◆ **文档节选**:
官方网址:http://clic.cimec.unitn.it/composes/sick.html
SICK是Sentences Involving Compositional Knowledge 的首字母缩写
SICK数据集包含一万个英语句子对, 来自于两个已经存在的paraphrase数据集:
一个是8k imageFlickrbuilt, (http://nlp.cs.illinois.edu/HockenmaierGroup/data.html)
另一个是SEMEVAL-2012的语义文本相似度视频描述数据集 (http://www.cs.york.ac.uk/semeval-2012/task6/index.php?id=data).
每个句子对按照含义的关系标注以及两者的蕴含(entailment)关系标注
SICK 的发布遵照以下协议:
Creative Commons Attribution-NonCommercial-ShareAlike 3.0
Unported License (http://creativecommons.org/licenses/by-nc-sa/3.0/deed.en_US)
在发布的研究中应用SICK时,请应用:
M. Marelli, S. Menini, M. Baroni, L. Bentivogli, R. Bernardi and R. Zamparelli. 2014. A SICK cure
for the evaluation of compositional distributional semantic models. Proceedings of LREC 2014,
Reykjavik (Iceland): ELRA.
SICK数据集用于SemEval 2014 - Task 1:
Evaluation of compositional distributional semantic models on full sentences through semantic relatedness and textual entailment
文件结构: tab分割的文本文件
各个域的定义:
- pair_ID: 句子对ID
- sentence_A: A句
- sentence_B: B局
- entailment_label: 文本蕴含关系的标注(gold truth/ground truth) (NEUTRAL, ENTAILMENT, or CONTRADICTION)

◆ **所给记录**:

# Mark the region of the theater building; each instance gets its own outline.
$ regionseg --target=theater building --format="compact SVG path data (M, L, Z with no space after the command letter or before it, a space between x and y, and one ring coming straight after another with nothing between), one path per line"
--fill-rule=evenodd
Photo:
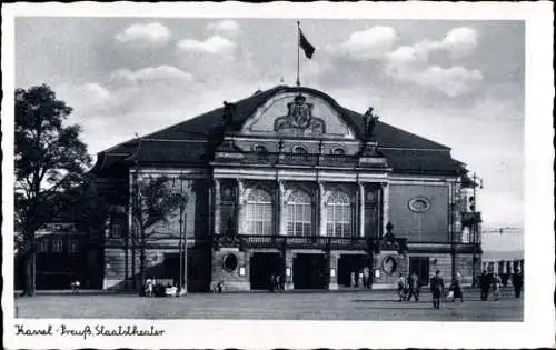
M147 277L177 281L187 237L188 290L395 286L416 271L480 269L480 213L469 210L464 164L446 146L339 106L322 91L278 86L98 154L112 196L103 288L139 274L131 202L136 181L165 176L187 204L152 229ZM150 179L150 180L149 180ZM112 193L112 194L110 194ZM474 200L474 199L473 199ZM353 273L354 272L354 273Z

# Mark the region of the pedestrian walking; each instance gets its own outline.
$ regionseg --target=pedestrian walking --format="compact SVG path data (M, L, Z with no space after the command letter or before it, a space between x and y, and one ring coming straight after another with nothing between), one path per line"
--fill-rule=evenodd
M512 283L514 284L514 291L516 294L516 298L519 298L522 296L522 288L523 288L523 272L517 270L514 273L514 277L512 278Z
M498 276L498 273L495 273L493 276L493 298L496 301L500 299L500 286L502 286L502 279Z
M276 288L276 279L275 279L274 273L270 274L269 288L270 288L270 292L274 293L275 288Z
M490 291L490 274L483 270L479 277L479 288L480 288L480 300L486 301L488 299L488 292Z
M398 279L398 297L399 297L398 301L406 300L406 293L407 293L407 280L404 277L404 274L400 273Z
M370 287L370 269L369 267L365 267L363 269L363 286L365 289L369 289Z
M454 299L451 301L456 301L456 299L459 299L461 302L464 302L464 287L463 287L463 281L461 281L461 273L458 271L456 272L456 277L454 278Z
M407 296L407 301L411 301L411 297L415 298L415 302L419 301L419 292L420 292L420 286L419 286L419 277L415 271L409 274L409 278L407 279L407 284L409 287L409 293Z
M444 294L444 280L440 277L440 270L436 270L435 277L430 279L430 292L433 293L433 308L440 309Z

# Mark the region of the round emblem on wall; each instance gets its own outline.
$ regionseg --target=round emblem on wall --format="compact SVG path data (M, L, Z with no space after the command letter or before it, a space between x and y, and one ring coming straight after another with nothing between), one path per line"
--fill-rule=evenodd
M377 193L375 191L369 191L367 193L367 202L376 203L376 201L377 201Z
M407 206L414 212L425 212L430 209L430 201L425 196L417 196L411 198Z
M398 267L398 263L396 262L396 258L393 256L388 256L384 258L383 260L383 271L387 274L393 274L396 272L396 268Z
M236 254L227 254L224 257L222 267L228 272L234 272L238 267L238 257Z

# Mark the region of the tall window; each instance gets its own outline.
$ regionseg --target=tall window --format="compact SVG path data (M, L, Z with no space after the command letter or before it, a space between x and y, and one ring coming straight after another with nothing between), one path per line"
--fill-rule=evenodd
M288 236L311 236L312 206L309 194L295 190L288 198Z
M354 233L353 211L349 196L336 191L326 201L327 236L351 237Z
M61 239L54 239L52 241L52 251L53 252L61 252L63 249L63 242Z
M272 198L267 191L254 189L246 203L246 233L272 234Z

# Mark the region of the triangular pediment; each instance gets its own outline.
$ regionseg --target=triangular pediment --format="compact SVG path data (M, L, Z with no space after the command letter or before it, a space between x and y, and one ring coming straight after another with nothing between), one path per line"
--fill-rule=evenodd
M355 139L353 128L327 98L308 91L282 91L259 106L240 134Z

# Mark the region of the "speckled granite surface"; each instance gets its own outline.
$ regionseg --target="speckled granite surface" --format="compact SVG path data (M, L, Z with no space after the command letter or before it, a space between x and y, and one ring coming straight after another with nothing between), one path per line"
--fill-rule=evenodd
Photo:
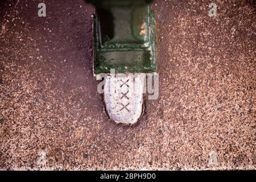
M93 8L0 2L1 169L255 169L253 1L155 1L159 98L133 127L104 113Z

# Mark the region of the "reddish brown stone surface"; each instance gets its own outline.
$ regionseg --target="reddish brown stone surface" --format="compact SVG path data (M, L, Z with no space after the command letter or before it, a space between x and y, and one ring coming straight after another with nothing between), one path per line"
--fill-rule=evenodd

◆ **题目 1**: 按照SICK数据集说明,SICK数据集共有多少个英语句子对?
◆ **题目 2**: 从SICK数据集说明中原样返回一段文字,起于含有“每个句子对按照含义的关系标注以及两者的蕴含(entailment)关系标注”的词句,止于“Reykjavik (Iceland): ELRA.”。

◆ **书面回答 1**: 一万个。

◆ **书面回答 2**:
每个句子对按照含义的关系标注以及两者的蕴含(entailment)关系标注
SICK 的发布遵照以下协议:
Creative Commons Attribution-NonCommercial-ShareAlike 3.0
Unported License (http://creativecommons.org/licenses/by-nc-sa/3.0/deed.en_US)
在发布的研究中应用SICK时,请应用:
M. Marelli, S. Menini, M. Baroni, L. Bentivogli, R. Bernardi and R. Zamparelli. 2014. A SICK cure
for the evaluation of compositional distributional semantic models. Proceedings of LREC 2014,
Reykjavik (Iceland): ELRA.